## Extract to read
☆ ☆ ☆ ☆ ☆ ☆ ☆

As dusk fell, the group of amateur historians was in position, spread out across the grassy field with digital voice recorders at the ready and infrared cameras rolling. If someone — or something — out there so much as sneezed, they were prepared to catch it in action.

Experts have scrutinized these Spotsylvania County, Va., battlefields for years, looking for clues to the past. Now these history buffs had come from Maryland to conduct their own brand of Civil War scholarship: battlefield ghost hunting. Why limit yourself to letters and artifacts, they reasoned, when you can go straight to the source: firsthand, albeit dead, witnesses.

The group of mostly middle-aged men had picked their spot carefully. Bloody Angle, part of one of three battlefields they visited on a recent night, was the site of the war's longest, most savage hand-to-hand combat. For 20 hours on May 12, 1864, soldiers shot, bayoneted and clubbed one another. "Rain poured down and the dead piled up in the mud," says the welcome sign on the grounds.

☆ ☆ ☆ ☆ ☆ ☆ ☆

## Exercise instructions
1 – Reproduce the part of the battlefield ghost-hunting passage that opens with the words containing "As dusk fell, the" and closes with "albeit dead, witnesses.".
2 – In the battlefield ghost-hunting passage, how long did the fighting at Bloody Angle last?

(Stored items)

☆ ☆ ☆ ☆ ☆ ☆ ☆

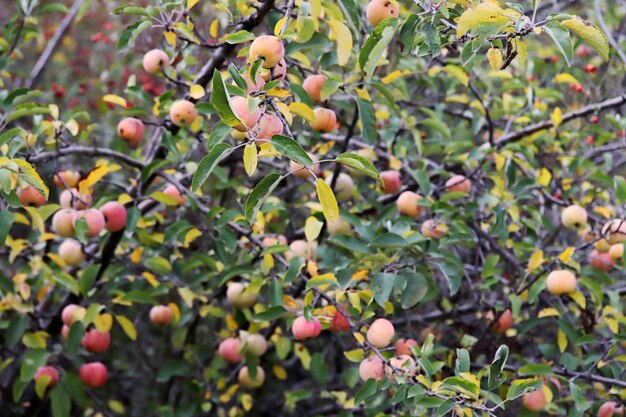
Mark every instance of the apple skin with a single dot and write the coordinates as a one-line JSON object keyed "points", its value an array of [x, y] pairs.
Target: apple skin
{"points": [[93, 374], [574, 216], [380, 333], [155, 61], [392, 181], [403, 346], [63, 222], [302, 329], [161, 315], [371, 368], [379, 10], [115, 215], [247, 382], [269, 48], [131, 130], [235, 295], [81, 201], [230, 349], [29, 196], [313, 86], [95, 341], [71, 252], [183, 113], [95, 221], [560, 282], [325, 120]]}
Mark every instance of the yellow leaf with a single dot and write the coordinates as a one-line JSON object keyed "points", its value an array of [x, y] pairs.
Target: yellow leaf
{"points": [[196, 91], [557, 117], [474, 15], [170, 38], [327, 200], [127, 326], [302, 110], [494, 55], [312, 228], [343, 37], [250, 158], [544, 176], [536, 260], [590, 34], [112, 98]]}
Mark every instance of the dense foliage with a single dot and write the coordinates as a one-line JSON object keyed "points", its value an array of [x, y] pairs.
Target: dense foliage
{"points": [[308, 207]]}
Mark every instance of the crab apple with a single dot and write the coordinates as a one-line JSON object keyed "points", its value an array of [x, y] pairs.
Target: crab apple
{"points": [[230, 349], [504, 323], [131, 130], [256, 344], [458, 183], [155, 61], [114, 216], [236, 296], [270, 125], [610, 409], [379, 10], [339, 323], [392, 181], [72, 313], [67, 178], [49, 371], [339, 227], [172, 191], [403, 346], [602, 262], [313, 86], [305, 329], [299, 170], [269, 48], [560, 282], [343, 187], [94, 218], [407, 204], [63, 222], [617, 251], [371, 368], [161, 315], [93, 374], [325, 120], [71, 252], [247, 381], [430, 228], [240, 108], [95, 341], [404, 363], [29, 196], [380, 333], [302, 249], [574, 216], [534, 401], [183, 113], [614, 231]]}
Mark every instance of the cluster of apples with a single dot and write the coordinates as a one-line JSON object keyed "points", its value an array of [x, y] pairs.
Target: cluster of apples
{"points": [[608, 248]]}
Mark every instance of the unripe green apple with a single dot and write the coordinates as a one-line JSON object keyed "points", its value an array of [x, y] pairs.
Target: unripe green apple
{"points": [[155, 61], [269, 48]]}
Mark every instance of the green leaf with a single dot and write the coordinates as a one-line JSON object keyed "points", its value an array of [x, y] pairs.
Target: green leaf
{"points": [[375, 46], [221, 101], [292, 150], [208, 164], [359, 163], [368, 120], [259, 194], [270, 314]]}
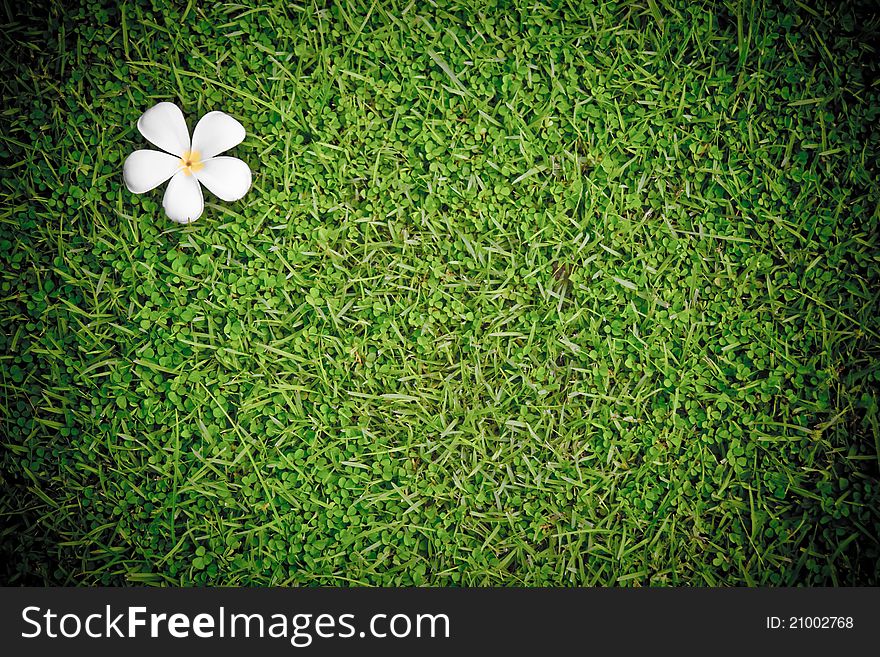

☆ ☆ ☆ ☆ ☆ ☆ ☆

## Results for each task
1 –
As dusk fell, the group of amateur historians was in position, spread out across the grassy field with digital voice recorders at the ready and infrared cameras rolling. If someone — or something — out there so much as sneezed, they were prepared to catch it in action.

Experts have scrutinized these Spotsylvania County, Va., battlefields for years, looking for clues to the past. Now these history buffs had come from Maryland to conduct their own brand of Civil War scholarship: battlefield ghost hunting. Why limit yourself to letters and artifacts, they reasoned, when you can go straight to the source: firsthand, albeit dead, witnesses.

2 – It lasted 20 hours.